The problem: Output the data exactly, with every line intact.
____________
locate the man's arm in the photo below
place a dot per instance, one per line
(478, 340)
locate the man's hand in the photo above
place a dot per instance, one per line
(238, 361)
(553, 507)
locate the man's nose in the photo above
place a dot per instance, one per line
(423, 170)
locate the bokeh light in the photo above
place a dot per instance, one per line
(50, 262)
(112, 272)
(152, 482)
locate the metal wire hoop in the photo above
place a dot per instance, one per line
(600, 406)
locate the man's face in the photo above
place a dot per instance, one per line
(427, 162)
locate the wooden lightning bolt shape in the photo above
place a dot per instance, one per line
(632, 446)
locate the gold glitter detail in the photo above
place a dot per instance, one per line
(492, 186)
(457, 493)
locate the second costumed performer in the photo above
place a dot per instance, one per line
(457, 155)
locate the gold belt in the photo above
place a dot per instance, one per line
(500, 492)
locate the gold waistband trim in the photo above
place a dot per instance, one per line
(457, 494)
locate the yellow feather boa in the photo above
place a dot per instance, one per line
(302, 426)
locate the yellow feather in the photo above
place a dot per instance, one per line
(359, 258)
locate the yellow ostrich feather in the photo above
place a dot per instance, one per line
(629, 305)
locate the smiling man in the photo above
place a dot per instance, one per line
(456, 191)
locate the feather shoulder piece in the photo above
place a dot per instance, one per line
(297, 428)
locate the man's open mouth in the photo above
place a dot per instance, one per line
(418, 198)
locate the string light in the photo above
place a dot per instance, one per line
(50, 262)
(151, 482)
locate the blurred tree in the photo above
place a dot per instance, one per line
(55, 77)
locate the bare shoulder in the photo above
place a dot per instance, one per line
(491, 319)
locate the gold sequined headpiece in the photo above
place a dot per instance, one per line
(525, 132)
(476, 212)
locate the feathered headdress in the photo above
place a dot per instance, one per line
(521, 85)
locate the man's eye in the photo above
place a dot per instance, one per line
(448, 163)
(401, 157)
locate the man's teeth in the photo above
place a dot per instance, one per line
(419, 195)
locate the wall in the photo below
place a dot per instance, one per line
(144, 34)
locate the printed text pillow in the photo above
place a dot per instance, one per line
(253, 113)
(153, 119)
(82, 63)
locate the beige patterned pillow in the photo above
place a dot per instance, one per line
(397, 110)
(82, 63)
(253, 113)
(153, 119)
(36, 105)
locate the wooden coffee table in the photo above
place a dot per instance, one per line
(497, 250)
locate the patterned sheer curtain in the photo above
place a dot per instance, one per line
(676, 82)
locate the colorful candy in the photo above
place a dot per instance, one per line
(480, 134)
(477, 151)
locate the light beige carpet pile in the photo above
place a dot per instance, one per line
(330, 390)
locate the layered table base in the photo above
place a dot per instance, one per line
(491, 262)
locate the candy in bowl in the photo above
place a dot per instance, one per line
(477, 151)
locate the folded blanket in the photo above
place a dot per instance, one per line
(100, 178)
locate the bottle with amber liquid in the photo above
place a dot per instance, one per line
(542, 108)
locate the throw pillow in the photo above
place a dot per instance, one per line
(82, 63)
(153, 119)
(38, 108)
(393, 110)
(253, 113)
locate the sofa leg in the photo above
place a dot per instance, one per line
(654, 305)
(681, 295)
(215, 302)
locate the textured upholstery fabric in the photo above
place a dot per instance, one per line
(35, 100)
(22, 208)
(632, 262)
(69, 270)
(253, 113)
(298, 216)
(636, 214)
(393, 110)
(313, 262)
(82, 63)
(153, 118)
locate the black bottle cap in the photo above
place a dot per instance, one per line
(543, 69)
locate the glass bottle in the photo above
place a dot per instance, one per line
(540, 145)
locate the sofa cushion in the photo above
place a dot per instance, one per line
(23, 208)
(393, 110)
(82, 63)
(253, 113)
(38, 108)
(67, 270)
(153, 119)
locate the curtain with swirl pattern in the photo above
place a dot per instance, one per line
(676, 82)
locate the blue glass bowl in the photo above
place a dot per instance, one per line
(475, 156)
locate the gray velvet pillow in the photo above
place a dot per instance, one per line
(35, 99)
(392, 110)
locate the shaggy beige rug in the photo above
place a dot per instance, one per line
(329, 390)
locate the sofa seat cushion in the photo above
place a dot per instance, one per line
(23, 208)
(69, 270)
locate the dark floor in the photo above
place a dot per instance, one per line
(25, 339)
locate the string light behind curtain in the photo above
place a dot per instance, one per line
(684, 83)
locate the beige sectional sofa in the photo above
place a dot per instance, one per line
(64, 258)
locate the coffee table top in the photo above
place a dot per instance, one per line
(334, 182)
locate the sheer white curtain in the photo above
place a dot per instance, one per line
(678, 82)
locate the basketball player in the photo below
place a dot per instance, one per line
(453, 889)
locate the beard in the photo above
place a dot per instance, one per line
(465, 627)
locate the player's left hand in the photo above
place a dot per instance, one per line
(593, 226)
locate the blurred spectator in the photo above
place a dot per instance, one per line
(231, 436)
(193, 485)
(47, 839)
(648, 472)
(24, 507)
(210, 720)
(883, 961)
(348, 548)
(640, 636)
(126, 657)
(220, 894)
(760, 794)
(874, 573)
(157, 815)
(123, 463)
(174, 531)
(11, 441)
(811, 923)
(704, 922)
____________
Solution for this exercise:
locate the man's arm in the photo below
place a dot per instance, one per line
(478, 340)
locate the man's hand in the photo above
place a dot per instance, one per line
(238, 361)
(553, 507)
locate the man's nose in the photo above
place a dot per instance, one per line
(423, 170)
locate the bokeh light in the photo above
place a dot per instance, one per line
(50, 262)
(112, 272)
(152, 482)
locate the metal wire hoop in the photo above
place a dot per instance, one per line
(600, 406)
locate the man's face in the photo above
place a dot per instance, one per line
(427, 162)
locate the wooden lightning bolt shape in the photo above
place a dot per instance, one per line
(632, 446)
locate the gold glitter detail in the photo above
place a dot per instance, one per line
(492, 186)
(457, 493)
locate the second costumed performer in the photo above
place a dot per instance, one per line
(457, 155)
locate the gold belt in the photo above
place a dot per instance, one per line
(500, 492)
locate the gold waistband trim in the photo above
place a dot per instance, one per line
(457, 494)
locate the yellow feather boa in the photo above
place a dot per instance, one per line
(302, 426)
locate the yellow feather in the photo above
place a dot per instance, one per line
(359, 258)
locate the yellow ostrich feather in the photo above
place a dot per instance, one per line
(629, 305)
locate the smiling man in the photo above
place a dot per instance, one per line
(456, 191)
locate the feather shoulder piece in the photo above
place a dot per instance, one per line
(297, 428)
locate the man's open mouth in the photo above
place a dot per instance, one per line
(418, 198)
locate the string light in the photo above
place a dot per instance, one per line
(50, 262)
(151, 482)
locate the blurred tree in the photo above
place a dot per instance, one per line
(55, 77)
locate the bare shoulder in the photo above
place a dot per instance, one per line
(491, 319)
locate the gold sequined headpiece in the photo above
place a dot per instance, one per line
(525, 132)
(476, 212)
locate the feathered headdress in the photo above
place a dot per instance, one per line
(521, 85)
locate the man's eye in the photo above
place a dot per instance, one per line
(448, 163)
(401, 157)
locate the man's teeth in the photo above
place a dot per instance, one per line
(419, 195)
locate the wall in the photo below
place a dot per instance, one per line
(144, 34)
locate the printed text pillow in the photo above
place a dot per instance, one per line
(253, 113)
(153, 119)
(82, 63)
locate the beige patterned pillow in the photo above
place a dot per instance, one per line
(397, 110)
(82, 63)
(253, 113)
(153, 119)
(36, 105)
locate the wooden coffee table in the photo above
place a dot per instance, one per line
(497, 250)
locate the patterned sheer curtain in the photo above
place a dot per instance, one per line
(676, 82)
locate the colorful candy in the photo above
place a dot per instance, one per line
(480, 134)
(477, 151)
locate the light beige carpet pile in the photo above
place a dot per instance, one per line
(330, 390)
locate the layered table base in the photo above
place a dot per instance, one per line
(491, 262)
locate the candy in bowl in the photo above
place a dot per instance, one per line
(477, 151)
locate the folded blanket in the photo above
place a dot per instance, one per line
(100, 178)
locate the bottle with amber liquid in the photo above
place a dot per instance, one per line
(542, 108)
locate the throw pillow in the photo above
place a dot per instance, one per line
(82, 63)
(153, 119)
(38, 108)
(393, 110)
(253, 113)
locate the sofa leg in the photo above
place a dot per instance, one per line
(654, 305)
(681, 295)
(215, 302)
locate the textured upholstery fabric in the photo above
place a dot per instance, one per line
(35, 100)
(22, 208)
(632, 262)
(69, 270)
(253, 113)
(298, 216)
(636, 214)
(393, 110)
(313, 262)
(82, 63)
(153, 118)
locate the black bottle cap in the photo above
place a dot per instance, one per line
(543, 69)
locate the glass bottle in the photo above
place a dot per instance, one per line
(540, 145)
locate the sofa cushion in the photo above
place a dot per instance, one per line
(23, 208)
(393, 110)
(82, 63)
(253, 113)
(38, 108)
(67, 270)
(153, 119)
locate the curtain with swirl pattern in the photo above
place a dot per instance, one per line
(676, 82)
locate the blue glass bowl in the photo above
place a dot per instance, one per line
(475, 156)
locate the gray velvet pillow in the photo above
place a dot per instance, one per line
(35, 99)
(392, 110)
locate the shaggy beige rug in the photo above
place a dot per instance, one per line
(329, 390)
locate the sofa seat cushion in the photo above
place a dot per instance, one per line
(23, 208)
(69, 270)
locate the dark floor in the photo above
place a dot per instance, one per line
(25, 339)
locate the string light behind curtain in the photo above
place a dot per instance, one per line
(684, 83)
locate the beige sectional sofa in the photo above
place a dot per instance, one per line
(64, 258)
locate the coffee table top in the photo above
place a dot per instance, one per line
(334, 182)
locate the sheer white curtain in the photo above
place a dot per instance, one per line
(678, 82)
locate the basketball player in the photo below
place a dot per instance, one per line
(453, 889)
locate the beard in the photo above
place a dot per instance, one per line
(465, 627)
locate the player's left hand in the photo above
place a dot per instance, one per line
(593, 226)
locate the blurred spectator in the photo above
place a dot per instance, one per line
(231, 436)
(193, 485)
(47, 839)
(648, 472)
(24, 507)
(210, 720)
(883, 961)
(348, 548)
(640, 636)
(126, 657)
(220, 894)
(760, 794)
(874, 573)
(157, 815)
(123, 463)
(174, 531)
(11, 441)
(811, 923)
(704, 922)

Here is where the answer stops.